EXTRAIT DU DOCUMENT =>
::::
RIKARD WOLFFRIKARD WOLFF
Écrit par Lepetitjournal Stockholm
Publié le 6 mai 2016, mis à jour le 21 mai 2016

Nommé Chevalier de la Légion d'honneur par François Hollande en 2013, l'acteur et chanteur suédois Rikard Wolff n'en finit pas de promouvoir la culture française en Suède. Finesse et passion parcourent son spectacle autour de Brel, « Den sista föreställningen », actuellement présenté à Kulturhuset Stadsteatern. Lepetitjournal.com/stockholm vous propose de découvrir le grand Wolff à travers une interview exclusive?

Cramponnés à ses béquilles, le visage crispé, Wolff avance d'un pas lent mais décidé vers Piccolino, le bar de Kungsträdgården où nous avons rendez-vous. Cela fait près d'une semaine que son tendon d'Achille s'est déchiré, ce qui ne l'a pas empêché de faire un tabac lors de l'ouverture de son spectacle il y a quelques jours. Bien au contraire, s'il y a quelque chose que Wolff ne supporterait pas, ce serait de ne plus pouvoir se produire sur scène.

Une fois assis, un verre de rosé à la main, Wolff se lance rapidement dans un récit à la fois sérieux et humoristique sur sa vie profondément imprégnée par la culture française. C'est à la manière d'une encyclopédie vivante qu'il jongle entre son passé et celui de ses idoles françaises en enchaînant dates, anecdotes, chansons, histoires d'amour, spectacles? à commencer par la chanteuse qui fut une révélation pour lui dès son plus jeune âge.
::::
ENREGISTREMENTS EXTRAITS =>
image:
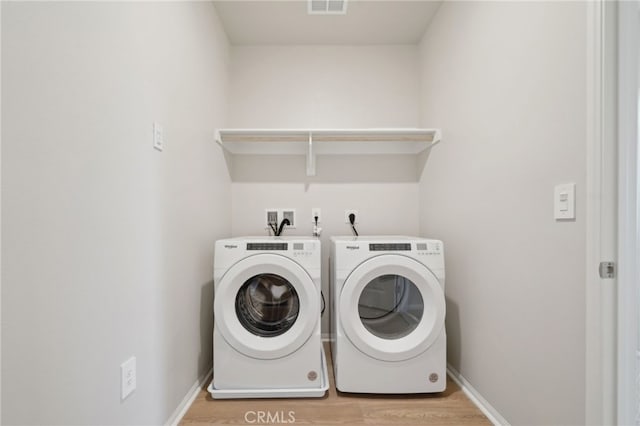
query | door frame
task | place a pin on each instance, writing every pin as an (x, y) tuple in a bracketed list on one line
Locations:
[(628, 358), (601, 213)]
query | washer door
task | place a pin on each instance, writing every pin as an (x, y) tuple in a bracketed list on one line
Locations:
[(266, 306), (392, 307)]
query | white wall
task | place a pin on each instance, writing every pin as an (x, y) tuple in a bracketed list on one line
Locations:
[(107, 243), (506, 83), (325, 87)]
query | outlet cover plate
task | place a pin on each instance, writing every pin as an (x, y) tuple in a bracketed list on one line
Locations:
[(128, 377)]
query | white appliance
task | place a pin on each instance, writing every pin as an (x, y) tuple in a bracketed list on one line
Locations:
[(266, 338), (388, 333)]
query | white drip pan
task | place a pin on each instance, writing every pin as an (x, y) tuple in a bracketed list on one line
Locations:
[(276, 393)]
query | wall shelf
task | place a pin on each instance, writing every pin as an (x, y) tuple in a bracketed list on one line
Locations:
[(310, 143)]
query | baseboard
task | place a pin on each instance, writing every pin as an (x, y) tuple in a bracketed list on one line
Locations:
[(188, 399), (475, 397)]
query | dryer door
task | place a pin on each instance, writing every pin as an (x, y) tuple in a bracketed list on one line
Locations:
[(392, 307), (266, 306)]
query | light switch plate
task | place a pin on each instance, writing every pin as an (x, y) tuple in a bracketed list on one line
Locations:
[(564, 201)]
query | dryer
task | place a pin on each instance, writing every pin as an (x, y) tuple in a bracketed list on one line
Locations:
[(266, 338), (388, 312)]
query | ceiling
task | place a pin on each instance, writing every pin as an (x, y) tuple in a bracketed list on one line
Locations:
[(262, 22)]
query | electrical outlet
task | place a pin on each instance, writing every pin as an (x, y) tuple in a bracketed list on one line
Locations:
[(128, 377), (291, 215), (271, 216), (316, 212), (347, 213)]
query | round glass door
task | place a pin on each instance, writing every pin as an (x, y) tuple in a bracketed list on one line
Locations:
[(390, 306), (267, 305)]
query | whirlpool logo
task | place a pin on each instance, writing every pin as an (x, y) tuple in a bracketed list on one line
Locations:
[(270, 417)]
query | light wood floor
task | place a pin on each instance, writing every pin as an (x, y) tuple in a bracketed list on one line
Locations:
[(451, 407)]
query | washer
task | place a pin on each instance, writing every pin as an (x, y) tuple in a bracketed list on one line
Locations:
[(388, 333), (266, 338)]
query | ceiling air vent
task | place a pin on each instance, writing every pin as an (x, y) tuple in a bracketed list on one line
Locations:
[(327, 7)]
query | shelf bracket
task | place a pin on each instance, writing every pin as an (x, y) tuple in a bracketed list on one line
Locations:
[(311, 157)]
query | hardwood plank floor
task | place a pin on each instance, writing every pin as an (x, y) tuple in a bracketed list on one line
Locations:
[(451, 407)]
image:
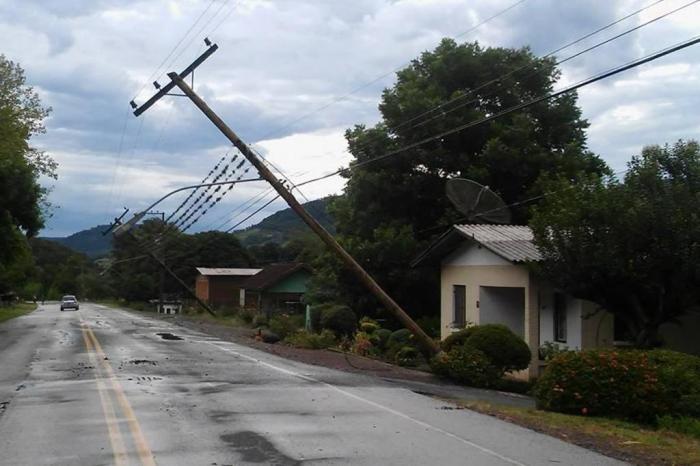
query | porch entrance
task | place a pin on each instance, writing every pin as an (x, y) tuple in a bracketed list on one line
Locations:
[(503, 305)]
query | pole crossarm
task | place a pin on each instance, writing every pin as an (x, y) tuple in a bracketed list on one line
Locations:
[(427, 343), (168, 87)]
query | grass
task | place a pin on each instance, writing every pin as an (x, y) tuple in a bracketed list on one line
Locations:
[(7, 313), (637, 444)]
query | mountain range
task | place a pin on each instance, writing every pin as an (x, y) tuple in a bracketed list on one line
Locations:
[(278, 228)]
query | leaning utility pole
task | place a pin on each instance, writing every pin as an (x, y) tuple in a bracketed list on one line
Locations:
[(427, 343)]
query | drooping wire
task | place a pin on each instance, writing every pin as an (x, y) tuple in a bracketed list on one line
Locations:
[(514, 108)]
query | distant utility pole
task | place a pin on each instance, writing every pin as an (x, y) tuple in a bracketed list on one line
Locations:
[(161, 252), (427, 343)]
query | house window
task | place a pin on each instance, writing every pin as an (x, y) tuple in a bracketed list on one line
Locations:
[(459, 305), (559, 317)]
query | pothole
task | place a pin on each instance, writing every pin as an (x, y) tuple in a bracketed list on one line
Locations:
[(143, 361)]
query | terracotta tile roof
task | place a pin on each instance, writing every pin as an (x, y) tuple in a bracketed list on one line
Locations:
[(271, 275), (228, 272)]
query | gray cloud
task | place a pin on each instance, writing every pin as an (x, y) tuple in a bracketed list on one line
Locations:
[(279, 61)]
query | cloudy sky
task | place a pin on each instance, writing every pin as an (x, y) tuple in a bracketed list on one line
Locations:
[(287, 75)]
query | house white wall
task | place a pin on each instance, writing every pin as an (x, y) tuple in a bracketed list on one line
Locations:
[(501, 305), (482, 273)]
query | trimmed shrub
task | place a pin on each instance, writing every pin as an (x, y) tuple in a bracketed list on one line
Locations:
[(309, 340), (285, 324), (430, 325), (407, 356), (682, 424), (382, 335), (456, 339), (466, 365), (340, 319), (679, 373), (505, 350), (259, 320), (369, 327), (620, 384), (269, 337), (315, 315), (550, 350), (246, 315), (361, 344), (401, 337)]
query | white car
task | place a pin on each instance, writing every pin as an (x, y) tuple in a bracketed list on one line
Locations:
[(69, 302)]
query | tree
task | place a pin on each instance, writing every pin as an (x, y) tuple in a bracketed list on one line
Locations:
[(631, 246), (22, 199), (391, 209)]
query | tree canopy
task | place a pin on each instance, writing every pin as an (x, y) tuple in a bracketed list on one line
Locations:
[(631, 245), (392, 208), (22, 198)]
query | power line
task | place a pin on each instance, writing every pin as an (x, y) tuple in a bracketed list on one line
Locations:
[(521, 106), (499, 79), (379, 78), (155, 73), (552, 53)]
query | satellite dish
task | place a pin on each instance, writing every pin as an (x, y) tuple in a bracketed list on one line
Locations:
[(476, 201)]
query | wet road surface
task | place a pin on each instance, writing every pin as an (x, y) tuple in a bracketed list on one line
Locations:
[(104, 386)]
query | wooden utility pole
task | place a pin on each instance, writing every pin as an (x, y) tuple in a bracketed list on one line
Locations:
[(427, 343)]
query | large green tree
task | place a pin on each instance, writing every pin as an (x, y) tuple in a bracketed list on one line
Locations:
[(22, 199), (392, 208), (631, 246)]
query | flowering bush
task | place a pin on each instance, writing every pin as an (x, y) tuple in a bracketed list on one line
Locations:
[(620, 384)]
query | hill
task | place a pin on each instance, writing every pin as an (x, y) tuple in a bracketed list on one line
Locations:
[(278, 228), (89, 242), (285, 224)]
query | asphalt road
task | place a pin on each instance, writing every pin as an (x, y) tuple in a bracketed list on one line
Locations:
[(103, 386)]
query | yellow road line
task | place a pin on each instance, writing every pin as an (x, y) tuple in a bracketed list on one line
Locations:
[(142, 447), (115, 437)]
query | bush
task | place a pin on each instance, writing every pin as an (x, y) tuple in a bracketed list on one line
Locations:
[(407, 356), (683, 425), (505, 350), (466, 365), (550, 350), (315, 315), (620, 384), (309, 340), (361, 344), (246, 315), (430, 325), (285, 324), (400, 337), (259, 320), (368, 325), (340, 319), (456, 339), (382, 335), (269, 337), (679, 373)]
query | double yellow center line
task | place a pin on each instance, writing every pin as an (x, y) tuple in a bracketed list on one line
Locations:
[(104, 376)]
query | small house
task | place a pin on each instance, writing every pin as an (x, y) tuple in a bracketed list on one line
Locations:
[(221, 286), (485, 279), (277, 287)]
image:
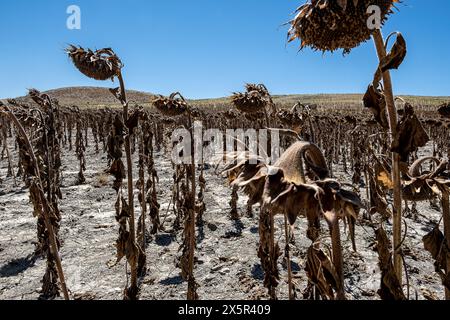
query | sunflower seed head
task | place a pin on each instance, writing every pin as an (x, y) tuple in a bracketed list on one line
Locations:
[(102, 64), (336, 24)]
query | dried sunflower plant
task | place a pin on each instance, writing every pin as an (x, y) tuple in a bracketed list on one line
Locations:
[(176, 106), (341, 24), (102, 65), (40, 159)]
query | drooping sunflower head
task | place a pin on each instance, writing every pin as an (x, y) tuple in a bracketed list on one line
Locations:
[(172, 106), (253, 101), (329, 25), (102, 64)]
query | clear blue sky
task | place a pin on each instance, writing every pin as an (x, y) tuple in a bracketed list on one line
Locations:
[(209, 48)]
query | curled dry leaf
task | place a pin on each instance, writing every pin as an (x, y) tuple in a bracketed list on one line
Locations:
[(321, 272), (410, 134), (395, 57), (376, 102), (435, 243)]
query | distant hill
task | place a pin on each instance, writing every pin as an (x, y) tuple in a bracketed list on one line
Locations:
[(95, 97)]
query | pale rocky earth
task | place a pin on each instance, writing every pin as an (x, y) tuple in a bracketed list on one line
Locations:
[(227, 266)]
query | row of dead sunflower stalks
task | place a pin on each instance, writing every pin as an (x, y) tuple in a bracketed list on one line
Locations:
[(356, 143)]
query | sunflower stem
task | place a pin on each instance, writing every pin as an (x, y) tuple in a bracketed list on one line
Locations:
[(46, 207), (392, 116), (130, 181), (446, 218)]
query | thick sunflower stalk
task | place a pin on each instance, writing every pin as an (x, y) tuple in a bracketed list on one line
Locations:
[(41, 170), (80, 147), (173, 106), (104, 64), (344, 25)]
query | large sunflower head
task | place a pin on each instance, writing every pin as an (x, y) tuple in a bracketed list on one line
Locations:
[(329, 25), (102, 64)]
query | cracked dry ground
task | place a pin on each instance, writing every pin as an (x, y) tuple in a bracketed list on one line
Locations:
[(227, 266)]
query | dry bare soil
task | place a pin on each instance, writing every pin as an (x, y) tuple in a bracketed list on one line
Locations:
[(227, 266)]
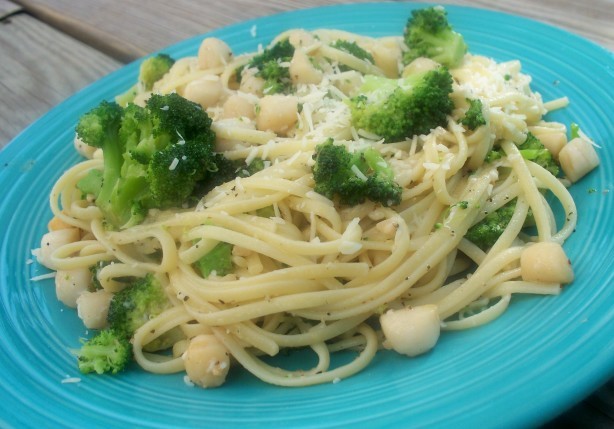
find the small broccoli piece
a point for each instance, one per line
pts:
(269, 67)
(106, 352)
(493, 155)
(91, 183)
(139, 302)
(396, 109)
(574, 131)
(429, 34)
(218, 260)
(153, 69)
(474, 116)
(352, 48)
(485, 233)
(155, 156)
(354, 177)
(533, 150)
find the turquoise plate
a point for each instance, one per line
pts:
(542, 356)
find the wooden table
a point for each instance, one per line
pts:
(50, 49)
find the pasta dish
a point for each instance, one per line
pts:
(383, 191)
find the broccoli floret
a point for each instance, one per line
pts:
(152, 70)
(106, 352)
(534, 150)
(429, 34)
(574, 131)
(352, 48)
(396, 109)
(474, 116)
(354, 177)
(269, 67)
(154, 157)
(485, 233)
(218, 260)
(493, 155)
(134, 305)
(91, 183)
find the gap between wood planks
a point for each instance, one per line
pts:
(106, 43)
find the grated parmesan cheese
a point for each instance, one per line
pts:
(43, 277)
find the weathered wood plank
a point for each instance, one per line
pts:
(40, 67)
(97, 22)
(8, 8)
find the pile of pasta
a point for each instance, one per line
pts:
(316, 274)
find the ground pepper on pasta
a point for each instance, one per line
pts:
(348, 194)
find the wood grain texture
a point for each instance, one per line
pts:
(8, 8)
(140, 30)
(41, 67)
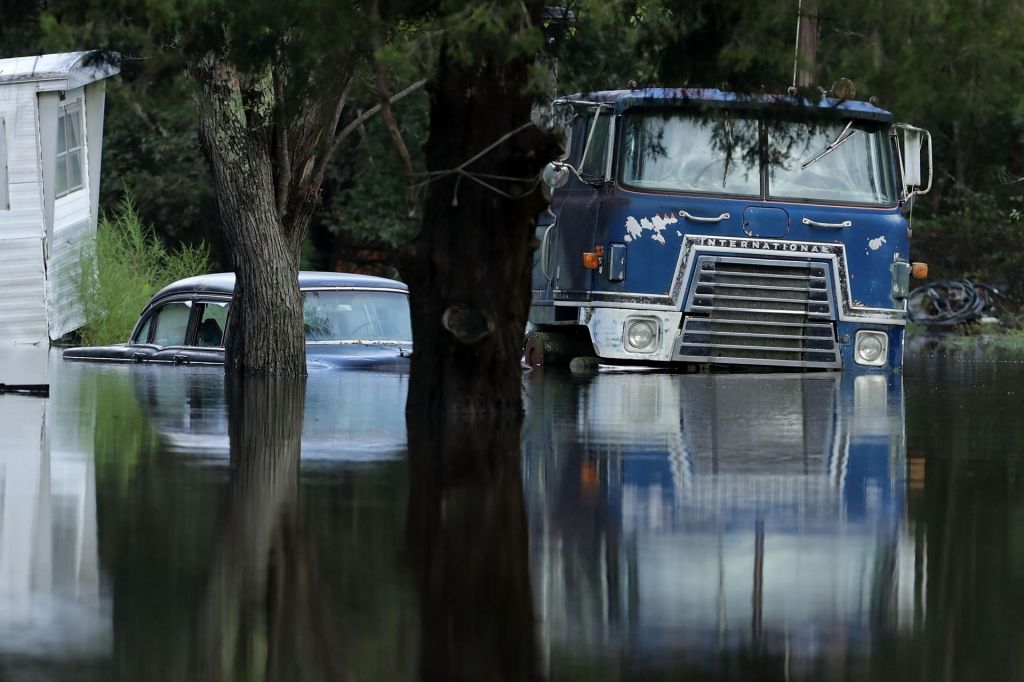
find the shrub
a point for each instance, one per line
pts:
(122, 268)
(976, 236)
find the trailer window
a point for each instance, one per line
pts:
(69, 160)
(687, 153)
(857, 170)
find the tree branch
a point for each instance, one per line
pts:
(359, 120)
(281, 147)
(372, 112)
(384, 92)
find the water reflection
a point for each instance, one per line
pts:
(720, 520)
(53, 604)
(348, 416)
(262, 616)
(649, 526)
(467, 543)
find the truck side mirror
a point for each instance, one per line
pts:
(555, 174)
(915, 140)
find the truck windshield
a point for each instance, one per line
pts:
(722, 155)
(856, 171)
(686, 153)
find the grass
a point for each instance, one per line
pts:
(121, 270)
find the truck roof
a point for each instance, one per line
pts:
(624, 99)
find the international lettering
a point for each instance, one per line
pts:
(764, 245)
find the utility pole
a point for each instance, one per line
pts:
(807, 43)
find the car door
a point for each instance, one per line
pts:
(190, 332)
(170, 331)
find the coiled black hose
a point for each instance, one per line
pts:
(954, 302)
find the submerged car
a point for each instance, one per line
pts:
(351, 321)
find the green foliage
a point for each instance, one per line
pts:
(976, 236)
(123, 268)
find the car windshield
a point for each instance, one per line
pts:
(856, 170)
(356, 315)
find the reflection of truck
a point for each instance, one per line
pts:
(678, 521)
(702, 226)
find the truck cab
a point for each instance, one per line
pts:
(696, 226)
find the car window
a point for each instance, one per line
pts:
(172, 324)
(213, 320)
(356, 315)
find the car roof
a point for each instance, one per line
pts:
(223, 283)
(623, 99)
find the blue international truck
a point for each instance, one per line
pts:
(699, 227)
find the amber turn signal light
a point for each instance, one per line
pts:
(592, 259)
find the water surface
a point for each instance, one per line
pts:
(157, 524)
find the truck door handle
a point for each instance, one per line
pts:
(827, 225)
(697, 218)
(544, 251)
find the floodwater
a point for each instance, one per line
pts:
(644, 526)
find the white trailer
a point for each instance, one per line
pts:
(51, 132)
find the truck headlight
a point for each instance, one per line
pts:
(641, 335)
(870, 348)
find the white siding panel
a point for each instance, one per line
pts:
(23, 306)
(25, 218)
(61, 297)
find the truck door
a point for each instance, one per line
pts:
(580, 209)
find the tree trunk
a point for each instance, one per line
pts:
(468, 270)
(467, 540)
(264, 331)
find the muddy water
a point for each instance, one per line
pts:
(157, 526)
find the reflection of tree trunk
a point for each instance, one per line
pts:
(260, 615)
(467, 538)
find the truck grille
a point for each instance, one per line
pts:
(758, 311)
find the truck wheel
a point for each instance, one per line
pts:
(555, 349)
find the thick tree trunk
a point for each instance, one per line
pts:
(467, 539)
(468, 270)
(264, 331)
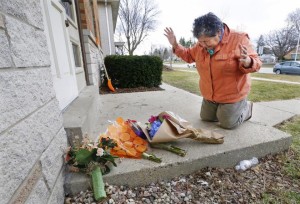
::::
CONSIGNES =>
**1.** Recopiez le passage de l'article sur Rikard Wolff commençant par « Nommé Chevalier de » et se terminant par « produire sur scène. ».
**2.** Poursuivez l'article consacré à Rikard Wolff au-delà de sa dernière phrase.

RÉPONSES PAR TÂCHE =>
**1.**
Nommé Chevalier de la Légion d'honneur par François Hollande en 2013, l'acteur et chanteur suédois Rikard Wolff n'en finit pas de promouvoir la culture française en Suède. Finesse et passion parcourent son spectacle autour de Brel, « Den sista föreställningen », actuellement présenté à Kulturhuset Stadsteatern. Lepetitjournal.com/stockholm vous propose de découvrir le grand Wolff à travers une interview exclusive?

Cramponnés à ses béquilles, le visage crispé, Wolff avance d'un pas lent mais décidé vers Piccolino, le bar de Kungsträdgården où nous avons rendez-vous. Cela fait près d'une semaine que son tendon d'Achille s'est déchiré, ce qui ne l'a pas empêché de faire un tabac lors de l'ouverture de son spectacle il y a quelques jours. Bien au contraire, s'il y a quelque chose que Wolff ne supporterait pas, ce serait de ne plus pouvoir se produire sur scène.

**2.**
« Piaf? je suis tombé dans la marmite quand j'étais petit »

Né à Stockholm en 1958, Wolff passe les dix premières années de sa vie à Gubbängen avant de déménager à Karlstad où il développe presque « une relation religieuse avec Piaf ». Son amour pour la chanson française remonte cependant bien plus loin, peut-être même avant sa naissance, lorsque ses parents se rencontrent à Paris où ils passent trois ans et découvrent Piaf. Deux ans plus tard, et âgé de seulement un mois, c'est au tour de Wolff d'être bercé par « la Môme » :

« Piaf? je suis tombé dans la marmite quand j'étais petit. J'avais seulement un mois lorsqu'elle est venue se produire à Berns. Après avoir chanté une centaine de fois à l'Olympia de Paris, Piaf était désormais à Stockholm pour la première fois pendant trois semaines ! Mes parents n'avaient jamais eu l'occasion de la voir en vrai auparavant, car à l'époque, elle était avant tout une grande chanteuse de gramophone. Alors quand ils sont allés la voir à Berns, ça a été un choc : ma mère pensait que c'était une blague ou une erreur lorsqu'elle a aperçu ce petit bout de chanteuse et entendu? cette voix ! »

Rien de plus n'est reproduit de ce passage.